Exactly as written, print out each entry in the data, with no pictures.
Top of Materials provided
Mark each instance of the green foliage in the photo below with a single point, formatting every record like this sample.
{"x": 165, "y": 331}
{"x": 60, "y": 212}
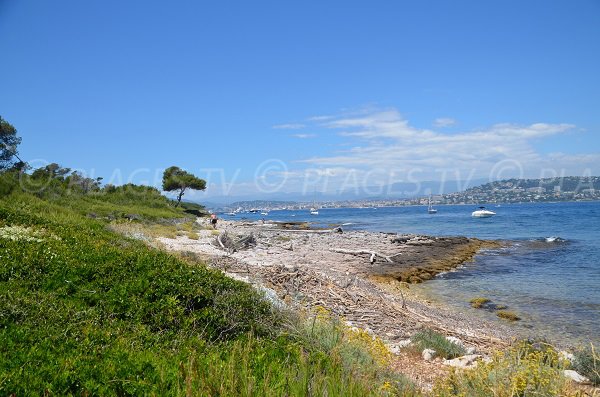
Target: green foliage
{"x": 524, "y": 370}
{"x": 176, "y": 179}
{"x": 86, "y": 311}
{"x": 8, "y": 143}
{"x": 478, "y": 302}
{"x": 587, "y": 363}
{"x": 508, "y": 315}
{"x": 429, "y": 339}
Bottom of Materials provided
▸ Answer box
Mark each instance of the green foliage in the photo below with a single point, formatting every record like this sample.
{"x": 165, "y": 331}
{"x": 60, "y": 212}
Target: green foliage
{"x": 524, "y": 370}
{"x": 176, "y": 179}
{"x": 86, "y": 311}
{"x": 8, "y": 143}
{"x": 478, "y": 302}
{"x": 587, "y": 363}
{"x": 508, "y": 315}
{"x": 429, "y": 339}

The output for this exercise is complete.